*DO THIS*. Please write out every line of the listing below as a numbered list, skipping blank lines and leaving the pictures out.
▽
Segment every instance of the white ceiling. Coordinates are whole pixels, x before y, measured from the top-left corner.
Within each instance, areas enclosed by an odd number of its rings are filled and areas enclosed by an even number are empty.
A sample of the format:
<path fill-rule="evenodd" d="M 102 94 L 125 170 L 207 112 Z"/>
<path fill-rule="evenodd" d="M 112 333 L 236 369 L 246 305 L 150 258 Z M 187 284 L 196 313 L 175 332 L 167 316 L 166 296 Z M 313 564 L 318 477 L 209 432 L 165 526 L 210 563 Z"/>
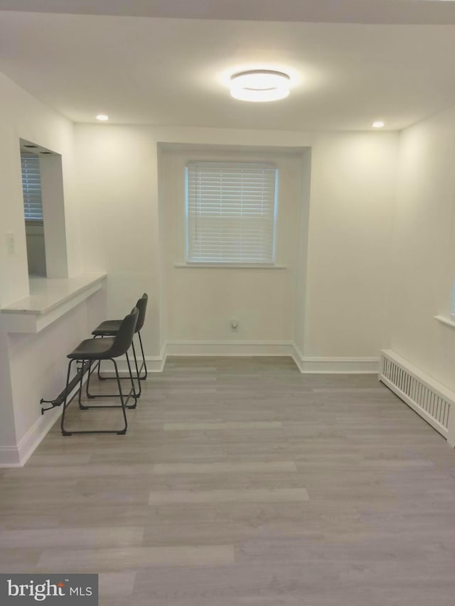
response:
<path fill-rule="evenodd" d="M 455 2 L 63 4 L 0 0 L 0 72 L 75 121 L 401 129 L 455 103 Z M 289 97 L 232 99 L 229 75 L 256 67 L 287 71 Z"/>

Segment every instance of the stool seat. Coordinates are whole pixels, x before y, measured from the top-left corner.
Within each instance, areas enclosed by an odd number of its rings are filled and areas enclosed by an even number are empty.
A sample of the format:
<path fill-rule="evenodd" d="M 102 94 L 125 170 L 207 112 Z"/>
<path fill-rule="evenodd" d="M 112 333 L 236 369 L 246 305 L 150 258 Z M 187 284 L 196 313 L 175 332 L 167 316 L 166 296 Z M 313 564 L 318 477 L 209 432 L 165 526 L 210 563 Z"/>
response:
△
*EXERCISE RESPONSE*.
1. Segment every instance of the white ceiling. Coordinates are whole pixels, x before y, measured from the top-left corner.
2. Within each instance, areas enclosed by an odd number of its rings are filled and areas enclosed by an even number are empty.
3. A sample of the format:
4. <path fill-rule="evenodd" d="M 102 94 L 125 170 L 207 112 Z"/>
5. <path fill-rule="evenodd" d="M 112 333 L 236 369 L 246 305 L 150 258 Z M 187 284 L 196 313 L 175 332 L 167 316 L 166 296 Z M 313 564 L 318 477 L 209 432 L 165 526 L 210 563 Z"/>
6. response:
7. <path fill-rule="evenodd" d="M 455 2 L 63 4 L 0 0 L 0 72 L 75 121 L 401 129 L 455 103 Z M 289 97 L 232 99 L 229 75 L 256 67 L 287 71 Z"/>
8. Segment every instance of the stool seat. Coordinates are whole pixels, x before y, measured from the top-left corner.
9. Within each instance, areas enclosed by an odd number of its rings are filled and areas enclosed by an even number are empty.
10. A sample of the format:
11. <path fill-rule="evenodd" d="M 102 94 L 125 170 L 207 112 Z"/>
12. <path fill-rule="evenodd" d="M 112 333 L 236 369 L 246 305 L 150 258 Z M 187 284 L 196 313 L 175 332 L 167 316 L 166 296 Z M 313 564 L 318 477 L 209 432 L 165 526 L 210 563 Z"/>
13. response:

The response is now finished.